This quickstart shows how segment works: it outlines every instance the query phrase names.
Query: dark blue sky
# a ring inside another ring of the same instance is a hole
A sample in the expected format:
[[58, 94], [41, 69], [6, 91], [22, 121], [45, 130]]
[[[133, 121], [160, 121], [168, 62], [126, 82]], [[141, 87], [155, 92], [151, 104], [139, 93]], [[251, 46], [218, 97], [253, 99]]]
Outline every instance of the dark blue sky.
◆ ◆ ◆ ◆
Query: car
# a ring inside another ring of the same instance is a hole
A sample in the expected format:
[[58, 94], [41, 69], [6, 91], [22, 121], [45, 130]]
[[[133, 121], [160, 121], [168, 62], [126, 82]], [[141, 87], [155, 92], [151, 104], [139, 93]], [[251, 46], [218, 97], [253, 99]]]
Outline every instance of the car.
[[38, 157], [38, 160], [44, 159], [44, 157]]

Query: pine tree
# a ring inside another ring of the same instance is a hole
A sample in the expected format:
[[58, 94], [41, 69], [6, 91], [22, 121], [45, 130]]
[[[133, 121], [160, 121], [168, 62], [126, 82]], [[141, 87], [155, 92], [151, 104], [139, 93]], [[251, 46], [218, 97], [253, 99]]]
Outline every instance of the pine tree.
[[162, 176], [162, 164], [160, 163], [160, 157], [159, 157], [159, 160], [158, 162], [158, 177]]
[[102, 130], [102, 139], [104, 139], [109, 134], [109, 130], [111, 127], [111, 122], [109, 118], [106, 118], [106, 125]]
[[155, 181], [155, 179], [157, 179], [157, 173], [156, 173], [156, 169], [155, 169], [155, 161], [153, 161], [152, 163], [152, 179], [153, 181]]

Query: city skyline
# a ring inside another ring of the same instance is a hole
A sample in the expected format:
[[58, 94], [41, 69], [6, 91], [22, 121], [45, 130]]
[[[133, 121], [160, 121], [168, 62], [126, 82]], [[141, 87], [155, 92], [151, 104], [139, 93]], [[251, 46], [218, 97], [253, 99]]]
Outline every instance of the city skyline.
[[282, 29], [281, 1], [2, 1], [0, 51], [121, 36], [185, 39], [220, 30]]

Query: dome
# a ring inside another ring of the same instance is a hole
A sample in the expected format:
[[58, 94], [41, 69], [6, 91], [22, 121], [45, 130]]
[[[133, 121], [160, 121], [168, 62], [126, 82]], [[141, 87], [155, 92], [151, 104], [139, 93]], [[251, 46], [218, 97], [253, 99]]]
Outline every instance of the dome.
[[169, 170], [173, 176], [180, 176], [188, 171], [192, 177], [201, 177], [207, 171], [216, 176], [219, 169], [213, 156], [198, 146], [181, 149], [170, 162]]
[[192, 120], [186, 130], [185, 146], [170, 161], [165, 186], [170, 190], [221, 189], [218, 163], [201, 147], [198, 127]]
◆ ◆ ◆ ◆
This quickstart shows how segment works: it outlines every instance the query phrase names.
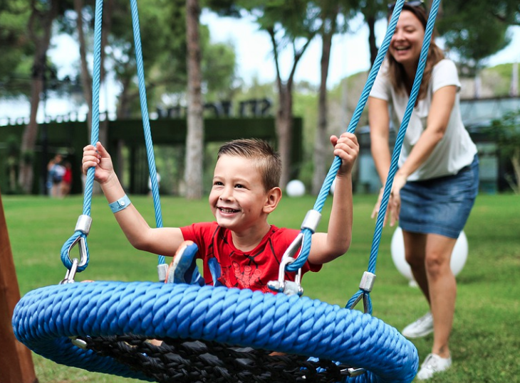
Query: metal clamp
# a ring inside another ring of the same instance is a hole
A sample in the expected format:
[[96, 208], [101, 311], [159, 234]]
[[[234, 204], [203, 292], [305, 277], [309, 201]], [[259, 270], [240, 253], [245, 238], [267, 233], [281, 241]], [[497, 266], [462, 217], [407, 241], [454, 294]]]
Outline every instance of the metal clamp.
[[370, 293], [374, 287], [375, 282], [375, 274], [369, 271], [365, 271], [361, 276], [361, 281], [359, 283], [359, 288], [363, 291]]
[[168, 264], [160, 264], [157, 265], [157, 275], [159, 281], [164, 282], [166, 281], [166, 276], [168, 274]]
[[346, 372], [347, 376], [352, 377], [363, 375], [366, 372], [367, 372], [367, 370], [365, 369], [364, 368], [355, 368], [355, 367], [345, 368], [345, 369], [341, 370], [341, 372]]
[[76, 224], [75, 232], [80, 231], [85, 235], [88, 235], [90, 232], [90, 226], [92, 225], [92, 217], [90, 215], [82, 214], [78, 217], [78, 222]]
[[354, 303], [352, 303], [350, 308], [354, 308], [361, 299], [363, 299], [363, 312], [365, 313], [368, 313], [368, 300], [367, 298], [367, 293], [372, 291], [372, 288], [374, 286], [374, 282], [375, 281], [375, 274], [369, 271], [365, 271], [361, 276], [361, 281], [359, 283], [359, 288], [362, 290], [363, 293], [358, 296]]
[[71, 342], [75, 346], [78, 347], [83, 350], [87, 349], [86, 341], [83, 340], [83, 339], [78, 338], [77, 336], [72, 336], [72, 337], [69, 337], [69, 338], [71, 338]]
◆ ◆ ◆ ◆
Copy, character for character, the lines running from the one containing "Query: dome" through the one containing "147], [198, 127]]", both included.

**Answer below**
Query: dome
# a ring inside another ring of the same instance is a hole
A sample in the expected format:
[[58, 94], [41, 69], [6, 91], [22, 121], [45, 130]]
[[[133, 121], [160, 121], [168, 62], [126, 82]], [[141, 87], [155, 92], [151, 104], [139, 93]], [[251, 46], [218, 97], [253, 99]]]
Outline every instance of the dome.
[[169, 170], [173, 176], [180, 176], [188, 171], [192, 177], [201, 177], [207, 171], [216, 176], [219, 169], [213, 156], [198, 146], [181, 149], [170, 162]]
[[192, 120], [186, 130], [185, 146], [170, 161], [165, 186], [170, 190], [221, 189], [218, 163], [201, 147], [198, 127]]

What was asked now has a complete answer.